**What the task requires:**
Count the lines in the listing below that contain the word "boot", and reply with that number alone.
⁂
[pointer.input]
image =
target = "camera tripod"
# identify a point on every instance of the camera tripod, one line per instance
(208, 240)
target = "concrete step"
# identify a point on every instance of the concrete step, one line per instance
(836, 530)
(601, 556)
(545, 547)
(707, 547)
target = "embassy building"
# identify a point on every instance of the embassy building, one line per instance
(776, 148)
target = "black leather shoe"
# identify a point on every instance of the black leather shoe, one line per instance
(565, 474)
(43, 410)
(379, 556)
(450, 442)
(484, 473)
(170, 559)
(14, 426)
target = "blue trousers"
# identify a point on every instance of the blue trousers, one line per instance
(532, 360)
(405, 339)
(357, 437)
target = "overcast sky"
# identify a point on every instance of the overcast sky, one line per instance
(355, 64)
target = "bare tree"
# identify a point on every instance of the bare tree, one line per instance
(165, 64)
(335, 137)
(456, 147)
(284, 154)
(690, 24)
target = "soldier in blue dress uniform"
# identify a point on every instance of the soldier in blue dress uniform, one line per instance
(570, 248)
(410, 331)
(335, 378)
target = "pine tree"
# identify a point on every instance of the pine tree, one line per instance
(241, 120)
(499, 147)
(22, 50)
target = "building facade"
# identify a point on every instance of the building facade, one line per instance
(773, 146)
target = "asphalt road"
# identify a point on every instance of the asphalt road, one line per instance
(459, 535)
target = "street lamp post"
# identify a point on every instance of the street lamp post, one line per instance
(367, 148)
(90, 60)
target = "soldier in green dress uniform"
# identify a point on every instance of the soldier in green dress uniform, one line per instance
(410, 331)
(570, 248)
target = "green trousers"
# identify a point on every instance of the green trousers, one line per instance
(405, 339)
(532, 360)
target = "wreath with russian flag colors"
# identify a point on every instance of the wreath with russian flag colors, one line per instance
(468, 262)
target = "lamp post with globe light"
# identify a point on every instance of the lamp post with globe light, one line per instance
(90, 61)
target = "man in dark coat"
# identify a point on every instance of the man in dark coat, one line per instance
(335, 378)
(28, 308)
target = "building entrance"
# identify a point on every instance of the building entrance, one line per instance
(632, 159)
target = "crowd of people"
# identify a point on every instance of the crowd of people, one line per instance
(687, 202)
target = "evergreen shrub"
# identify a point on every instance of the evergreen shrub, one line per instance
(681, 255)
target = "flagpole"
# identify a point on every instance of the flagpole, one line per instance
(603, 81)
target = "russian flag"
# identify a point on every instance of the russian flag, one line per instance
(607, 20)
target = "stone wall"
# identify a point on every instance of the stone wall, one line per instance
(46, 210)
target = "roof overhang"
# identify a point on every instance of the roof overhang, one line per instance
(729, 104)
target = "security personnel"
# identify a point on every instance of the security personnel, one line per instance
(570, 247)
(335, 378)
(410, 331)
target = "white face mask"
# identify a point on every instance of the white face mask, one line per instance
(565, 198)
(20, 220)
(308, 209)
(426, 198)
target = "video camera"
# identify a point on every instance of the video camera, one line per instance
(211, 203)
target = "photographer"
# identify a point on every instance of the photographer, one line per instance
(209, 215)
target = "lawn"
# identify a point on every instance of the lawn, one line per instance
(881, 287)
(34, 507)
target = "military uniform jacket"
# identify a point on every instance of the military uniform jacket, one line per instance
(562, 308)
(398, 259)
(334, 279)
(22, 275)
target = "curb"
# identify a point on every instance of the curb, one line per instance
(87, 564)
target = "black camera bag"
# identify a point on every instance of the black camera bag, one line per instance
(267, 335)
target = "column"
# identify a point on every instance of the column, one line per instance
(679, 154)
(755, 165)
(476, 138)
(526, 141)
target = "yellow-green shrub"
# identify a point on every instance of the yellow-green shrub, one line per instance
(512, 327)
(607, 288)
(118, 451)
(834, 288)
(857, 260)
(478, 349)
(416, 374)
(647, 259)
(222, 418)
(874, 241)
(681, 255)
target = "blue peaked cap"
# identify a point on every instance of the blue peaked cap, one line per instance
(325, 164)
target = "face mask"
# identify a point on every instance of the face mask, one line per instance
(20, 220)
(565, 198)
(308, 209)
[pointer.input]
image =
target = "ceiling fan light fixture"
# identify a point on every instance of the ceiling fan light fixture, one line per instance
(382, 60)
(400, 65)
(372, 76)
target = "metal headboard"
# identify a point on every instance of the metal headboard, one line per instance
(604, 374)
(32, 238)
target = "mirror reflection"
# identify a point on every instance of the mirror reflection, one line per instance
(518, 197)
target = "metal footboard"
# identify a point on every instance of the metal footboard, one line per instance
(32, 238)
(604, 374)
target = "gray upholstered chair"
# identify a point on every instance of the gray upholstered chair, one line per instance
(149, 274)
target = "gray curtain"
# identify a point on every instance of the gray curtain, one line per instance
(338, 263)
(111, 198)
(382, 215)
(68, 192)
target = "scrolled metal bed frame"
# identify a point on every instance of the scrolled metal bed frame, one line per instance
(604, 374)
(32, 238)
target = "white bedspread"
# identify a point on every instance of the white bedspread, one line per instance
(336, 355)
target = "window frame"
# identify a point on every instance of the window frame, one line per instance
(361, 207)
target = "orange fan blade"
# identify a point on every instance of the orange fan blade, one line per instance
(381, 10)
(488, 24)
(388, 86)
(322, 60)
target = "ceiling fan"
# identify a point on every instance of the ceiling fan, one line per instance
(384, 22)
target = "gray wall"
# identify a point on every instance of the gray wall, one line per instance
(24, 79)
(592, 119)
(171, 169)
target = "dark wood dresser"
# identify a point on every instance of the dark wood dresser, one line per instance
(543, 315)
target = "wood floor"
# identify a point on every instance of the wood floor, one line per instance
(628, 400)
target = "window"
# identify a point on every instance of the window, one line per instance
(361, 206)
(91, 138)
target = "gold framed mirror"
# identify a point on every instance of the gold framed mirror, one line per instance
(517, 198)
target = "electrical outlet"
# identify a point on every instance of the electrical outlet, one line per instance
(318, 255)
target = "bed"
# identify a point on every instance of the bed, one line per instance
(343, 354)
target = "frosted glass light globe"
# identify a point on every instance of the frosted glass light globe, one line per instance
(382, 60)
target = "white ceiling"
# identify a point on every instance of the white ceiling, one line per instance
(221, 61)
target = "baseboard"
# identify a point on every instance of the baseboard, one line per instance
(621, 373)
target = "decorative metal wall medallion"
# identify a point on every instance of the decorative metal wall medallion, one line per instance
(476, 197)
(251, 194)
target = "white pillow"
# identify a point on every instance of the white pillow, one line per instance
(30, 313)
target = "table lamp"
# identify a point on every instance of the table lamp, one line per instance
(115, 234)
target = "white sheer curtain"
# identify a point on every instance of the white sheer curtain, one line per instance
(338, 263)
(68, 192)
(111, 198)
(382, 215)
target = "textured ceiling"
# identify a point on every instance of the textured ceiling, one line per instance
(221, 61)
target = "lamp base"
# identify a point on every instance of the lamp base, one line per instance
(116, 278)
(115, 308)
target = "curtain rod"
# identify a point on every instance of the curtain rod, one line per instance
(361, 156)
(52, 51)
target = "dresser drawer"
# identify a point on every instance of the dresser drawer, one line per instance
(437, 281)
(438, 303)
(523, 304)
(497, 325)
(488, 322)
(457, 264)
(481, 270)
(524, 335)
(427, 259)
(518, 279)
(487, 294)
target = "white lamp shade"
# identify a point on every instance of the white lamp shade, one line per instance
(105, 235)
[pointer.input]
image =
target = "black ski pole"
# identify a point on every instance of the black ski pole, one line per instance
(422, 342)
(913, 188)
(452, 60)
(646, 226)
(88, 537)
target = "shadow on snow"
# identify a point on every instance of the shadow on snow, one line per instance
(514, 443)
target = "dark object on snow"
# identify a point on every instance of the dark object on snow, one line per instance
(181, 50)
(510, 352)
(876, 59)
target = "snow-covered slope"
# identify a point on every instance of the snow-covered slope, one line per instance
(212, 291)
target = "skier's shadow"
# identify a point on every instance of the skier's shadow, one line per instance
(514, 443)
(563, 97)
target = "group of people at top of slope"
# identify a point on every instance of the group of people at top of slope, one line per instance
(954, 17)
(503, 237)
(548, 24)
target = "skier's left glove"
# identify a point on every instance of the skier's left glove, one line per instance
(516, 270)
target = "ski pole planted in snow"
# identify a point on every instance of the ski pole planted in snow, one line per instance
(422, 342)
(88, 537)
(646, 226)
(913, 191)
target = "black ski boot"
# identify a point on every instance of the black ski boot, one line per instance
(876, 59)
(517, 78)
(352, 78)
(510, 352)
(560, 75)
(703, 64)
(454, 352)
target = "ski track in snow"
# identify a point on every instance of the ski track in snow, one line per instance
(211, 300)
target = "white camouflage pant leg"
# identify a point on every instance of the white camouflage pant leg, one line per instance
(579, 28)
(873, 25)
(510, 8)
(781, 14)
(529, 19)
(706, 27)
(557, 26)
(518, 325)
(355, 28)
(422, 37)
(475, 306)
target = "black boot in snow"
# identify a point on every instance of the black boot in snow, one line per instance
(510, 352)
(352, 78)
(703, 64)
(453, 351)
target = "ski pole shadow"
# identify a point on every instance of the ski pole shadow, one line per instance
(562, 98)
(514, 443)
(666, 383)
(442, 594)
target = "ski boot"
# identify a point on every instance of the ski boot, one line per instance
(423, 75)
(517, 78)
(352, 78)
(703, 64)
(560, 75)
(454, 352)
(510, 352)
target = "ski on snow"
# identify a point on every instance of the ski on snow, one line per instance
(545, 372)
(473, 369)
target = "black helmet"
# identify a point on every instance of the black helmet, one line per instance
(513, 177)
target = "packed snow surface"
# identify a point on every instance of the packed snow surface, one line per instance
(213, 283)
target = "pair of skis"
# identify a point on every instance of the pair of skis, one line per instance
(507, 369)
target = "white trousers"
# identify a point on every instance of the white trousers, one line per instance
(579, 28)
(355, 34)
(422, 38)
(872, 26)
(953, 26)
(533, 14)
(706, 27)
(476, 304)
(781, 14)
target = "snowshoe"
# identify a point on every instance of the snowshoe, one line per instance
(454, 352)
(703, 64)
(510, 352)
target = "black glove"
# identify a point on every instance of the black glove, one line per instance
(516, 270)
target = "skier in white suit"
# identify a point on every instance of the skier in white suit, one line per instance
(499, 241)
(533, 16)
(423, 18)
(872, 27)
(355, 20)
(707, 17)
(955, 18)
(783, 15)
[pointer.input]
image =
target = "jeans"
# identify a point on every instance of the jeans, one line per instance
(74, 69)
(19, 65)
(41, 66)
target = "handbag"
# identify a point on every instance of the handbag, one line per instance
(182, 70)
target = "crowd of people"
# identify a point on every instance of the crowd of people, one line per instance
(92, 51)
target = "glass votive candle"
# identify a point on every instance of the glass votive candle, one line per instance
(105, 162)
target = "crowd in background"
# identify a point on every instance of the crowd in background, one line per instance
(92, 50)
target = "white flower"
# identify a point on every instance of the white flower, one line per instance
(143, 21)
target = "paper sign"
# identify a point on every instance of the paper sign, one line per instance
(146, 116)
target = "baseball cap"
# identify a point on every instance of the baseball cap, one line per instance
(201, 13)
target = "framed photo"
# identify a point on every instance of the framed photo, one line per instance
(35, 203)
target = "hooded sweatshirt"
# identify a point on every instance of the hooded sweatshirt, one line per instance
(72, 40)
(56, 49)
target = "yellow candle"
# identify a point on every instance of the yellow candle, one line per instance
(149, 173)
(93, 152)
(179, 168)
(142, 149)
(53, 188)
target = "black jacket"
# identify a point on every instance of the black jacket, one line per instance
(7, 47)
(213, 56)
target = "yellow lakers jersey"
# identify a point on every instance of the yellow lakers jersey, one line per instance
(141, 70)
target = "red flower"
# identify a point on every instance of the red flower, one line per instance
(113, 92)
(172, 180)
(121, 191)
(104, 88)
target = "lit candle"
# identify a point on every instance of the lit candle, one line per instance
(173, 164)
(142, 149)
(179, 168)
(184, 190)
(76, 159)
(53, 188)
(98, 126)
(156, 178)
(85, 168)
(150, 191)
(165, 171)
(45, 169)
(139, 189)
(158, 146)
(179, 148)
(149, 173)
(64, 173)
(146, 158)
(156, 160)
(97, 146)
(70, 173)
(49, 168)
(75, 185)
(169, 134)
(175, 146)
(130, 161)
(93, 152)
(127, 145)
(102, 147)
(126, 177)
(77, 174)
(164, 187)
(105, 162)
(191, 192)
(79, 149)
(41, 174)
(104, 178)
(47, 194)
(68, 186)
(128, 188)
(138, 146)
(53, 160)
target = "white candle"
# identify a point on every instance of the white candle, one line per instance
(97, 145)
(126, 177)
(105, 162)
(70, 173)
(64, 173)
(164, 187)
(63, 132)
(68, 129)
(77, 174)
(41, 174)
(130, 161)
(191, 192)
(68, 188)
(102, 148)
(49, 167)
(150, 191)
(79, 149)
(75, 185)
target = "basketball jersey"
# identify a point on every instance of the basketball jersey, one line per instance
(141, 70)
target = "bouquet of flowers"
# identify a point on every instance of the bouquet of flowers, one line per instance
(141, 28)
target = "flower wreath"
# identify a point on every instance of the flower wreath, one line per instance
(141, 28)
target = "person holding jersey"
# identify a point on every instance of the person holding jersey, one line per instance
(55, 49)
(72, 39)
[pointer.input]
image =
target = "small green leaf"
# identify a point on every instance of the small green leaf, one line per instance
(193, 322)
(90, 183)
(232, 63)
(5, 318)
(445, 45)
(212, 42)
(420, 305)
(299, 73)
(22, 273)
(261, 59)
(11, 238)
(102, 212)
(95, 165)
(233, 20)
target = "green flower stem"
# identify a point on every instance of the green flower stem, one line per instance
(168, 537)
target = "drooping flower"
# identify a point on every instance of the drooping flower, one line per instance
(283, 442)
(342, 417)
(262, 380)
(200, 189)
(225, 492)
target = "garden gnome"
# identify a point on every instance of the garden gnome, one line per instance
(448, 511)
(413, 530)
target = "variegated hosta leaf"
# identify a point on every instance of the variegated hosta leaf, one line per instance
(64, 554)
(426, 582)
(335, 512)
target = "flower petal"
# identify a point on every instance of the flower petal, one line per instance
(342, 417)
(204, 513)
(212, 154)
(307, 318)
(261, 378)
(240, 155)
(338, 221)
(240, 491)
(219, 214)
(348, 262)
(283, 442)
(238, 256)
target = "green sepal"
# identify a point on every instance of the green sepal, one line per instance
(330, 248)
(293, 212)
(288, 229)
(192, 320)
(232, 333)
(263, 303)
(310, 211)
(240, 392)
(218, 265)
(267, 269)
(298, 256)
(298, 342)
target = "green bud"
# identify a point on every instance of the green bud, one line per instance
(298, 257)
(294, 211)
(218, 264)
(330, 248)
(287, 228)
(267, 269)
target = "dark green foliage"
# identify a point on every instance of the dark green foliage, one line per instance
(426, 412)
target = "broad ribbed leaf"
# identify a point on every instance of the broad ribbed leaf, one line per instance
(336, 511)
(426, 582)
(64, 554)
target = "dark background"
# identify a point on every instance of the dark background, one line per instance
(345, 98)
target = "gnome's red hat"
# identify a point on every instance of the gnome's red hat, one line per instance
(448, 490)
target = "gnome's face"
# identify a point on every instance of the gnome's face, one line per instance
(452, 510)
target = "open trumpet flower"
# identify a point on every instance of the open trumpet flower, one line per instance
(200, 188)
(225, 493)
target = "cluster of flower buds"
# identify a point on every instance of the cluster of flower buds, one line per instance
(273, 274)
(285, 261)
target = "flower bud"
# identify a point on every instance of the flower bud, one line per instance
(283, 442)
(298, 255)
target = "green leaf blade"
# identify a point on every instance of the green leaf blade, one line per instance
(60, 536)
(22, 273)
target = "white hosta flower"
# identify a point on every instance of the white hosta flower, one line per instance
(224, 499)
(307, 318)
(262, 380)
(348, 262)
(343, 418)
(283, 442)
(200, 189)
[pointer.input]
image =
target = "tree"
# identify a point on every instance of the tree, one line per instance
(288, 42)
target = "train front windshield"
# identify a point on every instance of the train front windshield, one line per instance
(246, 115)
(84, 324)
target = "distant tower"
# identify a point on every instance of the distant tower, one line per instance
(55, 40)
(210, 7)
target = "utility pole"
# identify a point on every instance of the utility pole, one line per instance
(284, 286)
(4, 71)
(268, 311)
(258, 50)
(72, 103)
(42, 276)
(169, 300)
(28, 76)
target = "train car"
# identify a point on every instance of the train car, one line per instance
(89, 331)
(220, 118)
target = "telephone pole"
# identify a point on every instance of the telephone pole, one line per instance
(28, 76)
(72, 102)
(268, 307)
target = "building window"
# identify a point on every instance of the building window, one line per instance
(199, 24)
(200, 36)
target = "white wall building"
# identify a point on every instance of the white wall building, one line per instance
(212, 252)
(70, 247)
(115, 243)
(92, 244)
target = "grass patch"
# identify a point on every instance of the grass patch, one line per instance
⁂
**The answer:**
6